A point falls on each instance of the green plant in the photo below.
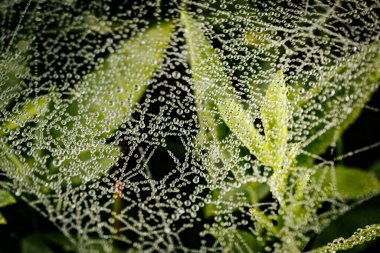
(171, 134)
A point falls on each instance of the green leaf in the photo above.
(13, 69)
(347, 183)
(213, 88)
(364, 70)
(249, 193)
(274, 117)
(25, 113)
(6, 198)
(113, 89)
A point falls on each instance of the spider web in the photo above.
(113, 128)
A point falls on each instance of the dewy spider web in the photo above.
(184, 125)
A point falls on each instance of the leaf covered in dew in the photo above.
(190, 126)
(213, 86)
(333, 120)
(347, 183)
(275, 119)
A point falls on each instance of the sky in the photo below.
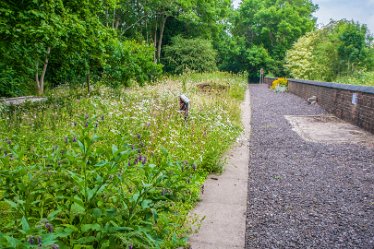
(358, 10)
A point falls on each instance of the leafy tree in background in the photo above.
(340, 48)
(274, 26)
(185, 55)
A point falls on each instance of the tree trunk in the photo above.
(88, 81)
(161, 35)
(155, 44)
(114, 18)
(40, 82)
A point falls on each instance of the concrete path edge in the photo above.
(224, 202)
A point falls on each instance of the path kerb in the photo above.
(224, 201)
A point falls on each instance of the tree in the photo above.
(274, 25)
(185, 55)
(340, 48)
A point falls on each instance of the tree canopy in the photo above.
(121, 42)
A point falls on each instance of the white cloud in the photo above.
(358, 10)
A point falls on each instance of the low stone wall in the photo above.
(354, 104)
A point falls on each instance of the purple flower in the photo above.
(39, 239)
(31, 240)
(144, 160)
(49, 227)
(194, 166)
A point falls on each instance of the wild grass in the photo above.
(116, 169)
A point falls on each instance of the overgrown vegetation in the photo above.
(117, 169)
(279, 85)
(342, 51)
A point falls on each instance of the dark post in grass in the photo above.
(184, 105)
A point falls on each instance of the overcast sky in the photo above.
(358, 10)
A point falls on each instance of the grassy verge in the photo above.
(117, 169)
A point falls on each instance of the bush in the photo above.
(128, 61)
(186, 55)
(279, 85)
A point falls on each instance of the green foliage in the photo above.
(82, 171)
(340, 49)
(185, 55)
(273, 26)
(130, 60)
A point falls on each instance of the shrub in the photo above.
(279, 85)
(128, 61)
(186, 55)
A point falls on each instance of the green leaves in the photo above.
(25, 225)
(186, 55)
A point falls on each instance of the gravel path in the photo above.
(303, 194)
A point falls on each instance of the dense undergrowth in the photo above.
(116, 169)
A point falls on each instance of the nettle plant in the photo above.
(88, 193)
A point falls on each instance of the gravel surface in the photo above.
(303, 194)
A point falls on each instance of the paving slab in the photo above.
(224, 202)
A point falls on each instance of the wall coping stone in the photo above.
(354, 88)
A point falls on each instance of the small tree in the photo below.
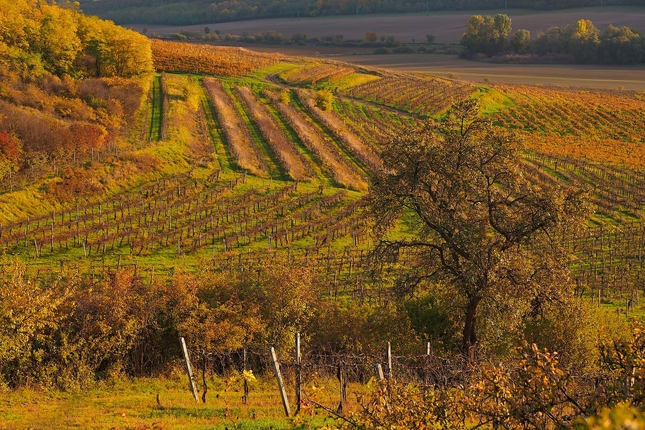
(486, 34)
(479, 224)
(521, 41)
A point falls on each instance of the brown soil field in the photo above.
(573, 75)
(448, 27)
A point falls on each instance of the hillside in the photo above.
(248, 161)
(224, 198)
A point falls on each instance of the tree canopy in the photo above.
(479, 225)
(40, 37)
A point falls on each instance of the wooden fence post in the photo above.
(379, 372)
(245, 396)
(189, 370)
(389, 360)
(342, 379)
(298, 374)
(278, 376)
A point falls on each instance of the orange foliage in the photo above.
(599, 151)
(217, 60)
(9, 147)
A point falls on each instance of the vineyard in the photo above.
(268, 169)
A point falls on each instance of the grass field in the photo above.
(200, 205)
(132, 404)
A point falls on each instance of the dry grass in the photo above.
(334, 162)
(237, 135)
(353, 142)
(284, 150)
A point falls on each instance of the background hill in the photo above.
(206, 11)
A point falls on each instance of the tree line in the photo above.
(582, 42)
(181, 12)
(70, 85)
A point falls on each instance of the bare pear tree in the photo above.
(479, 225)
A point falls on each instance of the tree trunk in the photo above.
(469, 334)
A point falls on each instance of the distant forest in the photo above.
(182, 12)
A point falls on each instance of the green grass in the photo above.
(276, 170)
(156, 108)
(132, 405)
(492, 101)
(347, 82)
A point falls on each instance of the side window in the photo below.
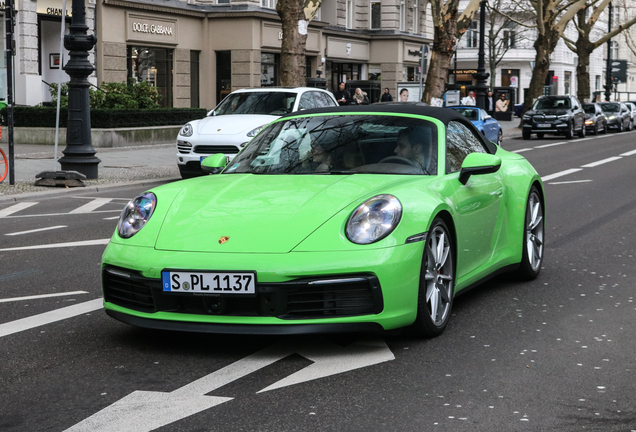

• _AIM OF THE EXERCISE_
Can you render all of the records above as a numbered list, omitting blank lines and leaving the pictures out?

• _RESULT FOR THIS TASK_
1. A point falls on each instance of the green plant in the photo below.
2. (171, 134)
3. A point falls on each instance of the green leaf in the photo above.
4. (13, 69)
5. (347, 183)
6. (213, 88)
7. (364, 70)
8. (249, 193)
9. (274, 117)
10. (25, 113)
11. (6, 198)
12. (113, 89)
13. A point falls on each instance of the spider web in the photo above.
14. (113, 128)
15. A point falls on each instance of the dewy spider web in the photo above.
16. (184, 125)
17. A point falls on each instance of the leaf covered in dew in the photo above.
18. (190, 126)
19. (213, 86)
20. (333, 120)
21. (347, 183)
22. (275, 119)
23. A point falls on each instance of the sky in the photo below.
24. (358, 10)
25. A point falls on each instance of the leafy tree in background in the photo above.
26. (340, 48)
27. (274, 26)
28. (185, 55)
29. A point falls on each instance of the tree trunk in the photo above.
30. (88, 81)
31. (161, 35)
32. (155, 44)
33. (114, 18)
34. (40, 82)
35. A point falls on each instance of the concrete path edge in the photo above.
36. (224, 202)
37. A point falls on each instance of the path kerb in the photo above.
38. (224, 201)
39. A point falls on each instance of the tree in the photo above.
40. (274, 25)
41. (185, 55)
42. (340, 48)
43. A point falls on each instance of the tree canopy in the photo above.
44. (121, 42)
45. A point falls on each instance of the white cloud in the photo above.
46. (358, 10)
47. A point falls on each instance of the low stone wall in the photo above.
48. (354, 104)
49. A point falls on each instance of the purple flower in the photo above.
50. (39, 239)
51. (31, 240)
52. (144, 160)
53. (49, 227)
54. (194, 166)
55. A point falls on each instance of the wild grass in the photo above.
56. (116, 169)
57. A point falls on each instance of the overgrown vegetation in the photo above.
58. (117, 169)
59. (279, 85)
60. (342, 51)
61. A point falls on each instance of the dark post in grass in the photo above.
62. (184, 105)
63. A point falls on each instance of the overcast sky in the photo above.
64. (358, 10)
65. A point falls on each instance of the grassy verge in the photo above.
66. (117, 169)
67. A point falls on each instance of the bush in the photo above.
68. (128, 61)
69. (186, 55)
70. (279, 85)
71. A point falls on each instance of the green foliage in the photo above.
72. (82, 171)
73. (340, 49)
74. (185, 55)
75. (273, 26)
76. (130, 60)
77. A point falls on each instance of the shrub in the photo above.
78. (279, 85)
79. (128, 61)
80. (186, 55)
81. A point falls on each instance of the green leaves in the photo above.
82. (25, 225)
83. (186, 55)
84. A point falls on each instance of the gravel path in the photo above.
85. (303, 194)
86. A point falls on each instance of the dense undergrowth in the photo above.
87. (116, 169)
88. A point falls on each instance of the nettle plant in the photo above.
89. (88, 193)
90. A point falls on each instance of the gravel surface in the photo above.
91. (303, 194)
92. A point falls on each instance of the paving slab in the photo above.
93. (224, 202)
94. A point falls on each instance of the wall coping stone in the photo above.
95. (354, 88)
96. A point falls on each instance of the small tree in the photo below.
97. (486, 34)
98. (479, 224)
99. (521, 41)
100. A point falls on each instance of the brown soil field in the photo above.
101. (573, 75)
102. (448, 27)
103. A point falls on each instance of the hillside in the photo above.
104. (248, 161)
105. (224, 198)
106. A point falls on each instance of the tree canopy in the photo above.
107. (479, 225)
108. (40, 37)
109. A point falls on each instance of the wooden fence post in the photo above.
110. (379, 372)
111. (245, 396)
112. (189, 370)
113. (389, 360)
114. (342, 379)
115. (298, 374)
116. (278, 376)
117. A point falls on each instance of the orange foliage in the photo above.
118. (599, 151)
119. (217, 60)
120. (9, 147)
121. A point falls on each instance of the vineyard in the photo above.
122. (268, 169)
123. A point falls on each instance of the grass field in the photo above.
124. (200, 205)
125. (132, 404)
126. A point falls on each instance of the dry grass in the photo above.
127. (334, 162)
128. (237, 135)
129. (353, 142)
130. (284, 150)
131. A point falls on each instance of the background hill in the photo above.
132. (206, 11)
133. A point falls on each instance of the tree line in the photo above.
134. (582, 42)
135. (181, 12)
136. (70, 85)
137. A point falls on each instance of the bare pear tree in the photo above.
138. (479, 225)
139. A point falls on each instance of the tree trunk in the photo above.
140. (469, 334)
141. A point falls on each instance of the distant forest in the photo above.
142. (182, 12)
143. A point falls on each instance of the green grass in the photo above.
144. (276, 170)
145. (156, 108)
146. (132, 405)
147. (492, 101)
148. (347, 82)
149. A point falls on each instance of the side window in the photo below.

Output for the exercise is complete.